Name

cx:rdfa — Extracts RDFa from documents.

Synopsis

This step extracts triples from documents marked up with RDFa.

Input portPrimarySequenceContent types
source✔  xml html 
Output portPrimarySequenceContent types
result✔  application/rdf+thrift 
This is an extension step; to use it, your pipeline must include its declaration. For example, by including the extension library with an import at the top of your pipeline:
<p:import href="https://xmlcalabash.com/ext/library/rdf.xpl"/>
Declaration
  |<p:declare-step xmlns:p="http://www.w3.org/ns/xproc">
  |   <p:input port="source" content-types="xml html"/>
  |   <p:output port="result" content-types="application/rdf+thrift"/>
  |</p:declare-step>

Description

The cx:rdfa step uses the Semargl libraries to extract triples from documents marked up with RDFa.

The output from the RDFa step is always application/rdf+thrift, a binary format suitable for further RDF processing. To view or save results, it will often be necessary to cast the results to some other RDF content type.

> **Bounding box annotation entries**:
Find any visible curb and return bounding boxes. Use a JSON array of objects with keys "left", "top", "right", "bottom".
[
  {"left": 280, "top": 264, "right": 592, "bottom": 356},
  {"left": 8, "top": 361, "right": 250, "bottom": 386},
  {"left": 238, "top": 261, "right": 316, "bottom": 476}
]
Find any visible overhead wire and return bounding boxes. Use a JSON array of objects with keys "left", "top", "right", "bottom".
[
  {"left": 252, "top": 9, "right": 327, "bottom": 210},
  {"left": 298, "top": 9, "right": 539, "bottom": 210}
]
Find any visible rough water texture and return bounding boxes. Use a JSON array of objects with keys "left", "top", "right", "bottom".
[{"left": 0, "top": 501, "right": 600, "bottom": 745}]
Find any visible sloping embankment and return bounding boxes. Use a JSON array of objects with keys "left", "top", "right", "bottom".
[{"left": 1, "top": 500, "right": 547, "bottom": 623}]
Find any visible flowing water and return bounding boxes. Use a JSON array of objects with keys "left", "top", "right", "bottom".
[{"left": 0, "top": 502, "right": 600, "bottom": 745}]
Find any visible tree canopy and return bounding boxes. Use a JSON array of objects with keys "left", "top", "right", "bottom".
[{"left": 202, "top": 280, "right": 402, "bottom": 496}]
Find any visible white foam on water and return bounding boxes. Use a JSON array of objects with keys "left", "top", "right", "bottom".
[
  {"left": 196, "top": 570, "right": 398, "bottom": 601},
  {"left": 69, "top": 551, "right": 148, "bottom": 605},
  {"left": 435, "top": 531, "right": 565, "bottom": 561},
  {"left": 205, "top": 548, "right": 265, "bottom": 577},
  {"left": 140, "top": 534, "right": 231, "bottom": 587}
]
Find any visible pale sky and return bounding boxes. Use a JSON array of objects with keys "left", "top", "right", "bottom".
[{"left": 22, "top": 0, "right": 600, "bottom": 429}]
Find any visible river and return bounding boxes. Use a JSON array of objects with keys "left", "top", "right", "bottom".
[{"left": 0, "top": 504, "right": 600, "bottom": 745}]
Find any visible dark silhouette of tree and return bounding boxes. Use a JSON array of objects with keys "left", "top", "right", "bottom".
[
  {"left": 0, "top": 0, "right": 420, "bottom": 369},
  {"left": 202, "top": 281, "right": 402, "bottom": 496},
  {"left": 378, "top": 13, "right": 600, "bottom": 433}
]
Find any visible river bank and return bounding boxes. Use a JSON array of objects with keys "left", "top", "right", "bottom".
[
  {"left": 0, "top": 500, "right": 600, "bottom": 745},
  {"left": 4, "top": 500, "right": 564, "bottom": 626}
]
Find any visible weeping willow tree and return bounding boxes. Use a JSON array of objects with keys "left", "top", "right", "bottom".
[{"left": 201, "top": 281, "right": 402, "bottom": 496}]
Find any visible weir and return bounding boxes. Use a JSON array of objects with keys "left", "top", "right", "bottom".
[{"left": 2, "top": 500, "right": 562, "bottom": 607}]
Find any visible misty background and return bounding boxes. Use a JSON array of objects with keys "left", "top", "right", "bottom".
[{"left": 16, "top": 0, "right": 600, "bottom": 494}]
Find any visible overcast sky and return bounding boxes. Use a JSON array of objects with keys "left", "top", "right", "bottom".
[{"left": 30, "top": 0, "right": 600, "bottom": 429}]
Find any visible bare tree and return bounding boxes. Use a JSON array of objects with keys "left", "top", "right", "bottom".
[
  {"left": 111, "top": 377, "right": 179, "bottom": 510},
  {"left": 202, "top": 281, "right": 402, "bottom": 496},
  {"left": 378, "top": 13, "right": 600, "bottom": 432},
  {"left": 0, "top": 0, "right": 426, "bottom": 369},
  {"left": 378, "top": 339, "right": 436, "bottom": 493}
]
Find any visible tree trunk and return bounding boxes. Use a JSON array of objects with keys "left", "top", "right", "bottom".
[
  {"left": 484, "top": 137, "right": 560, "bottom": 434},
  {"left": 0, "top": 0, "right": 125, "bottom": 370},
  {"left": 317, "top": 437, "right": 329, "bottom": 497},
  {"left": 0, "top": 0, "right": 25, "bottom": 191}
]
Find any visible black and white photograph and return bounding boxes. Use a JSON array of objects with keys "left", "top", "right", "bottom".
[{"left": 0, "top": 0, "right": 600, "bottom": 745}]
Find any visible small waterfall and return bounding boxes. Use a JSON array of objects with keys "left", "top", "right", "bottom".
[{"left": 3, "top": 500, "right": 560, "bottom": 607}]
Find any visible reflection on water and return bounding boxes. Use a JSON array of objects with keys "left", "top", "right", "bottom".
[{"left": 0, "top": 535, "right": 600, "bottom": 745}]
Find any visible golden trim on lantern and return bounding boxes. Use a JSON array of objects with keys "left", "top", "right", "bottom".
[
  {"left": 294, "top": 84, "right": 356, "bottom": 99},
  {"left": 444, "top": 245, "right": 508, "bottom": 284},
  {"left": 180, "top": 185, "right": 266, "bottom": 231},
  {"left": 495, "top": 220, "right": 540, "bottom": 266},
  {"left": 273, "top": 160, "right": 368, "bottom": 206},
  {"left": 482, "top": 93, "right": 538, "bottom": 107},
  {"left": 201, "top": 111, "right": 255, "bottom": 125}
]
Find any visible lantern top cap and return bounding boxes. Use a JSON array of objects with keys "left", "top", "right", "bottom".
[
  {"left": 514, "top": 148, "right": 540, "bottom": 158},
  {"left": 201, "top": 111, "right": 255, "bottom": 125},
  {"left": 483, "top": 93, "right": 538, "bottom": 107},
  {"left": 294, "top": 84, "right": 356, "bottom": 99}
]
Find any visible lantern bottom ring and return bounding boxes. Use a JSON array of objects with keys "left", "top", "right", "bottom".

> **EXERCISE REQUIREMENTS**:
According to the cx:rdfa reference page, which libraries does the step use to extract triples?

> **SOLVED EXERCISE**:
The Semargl libraries.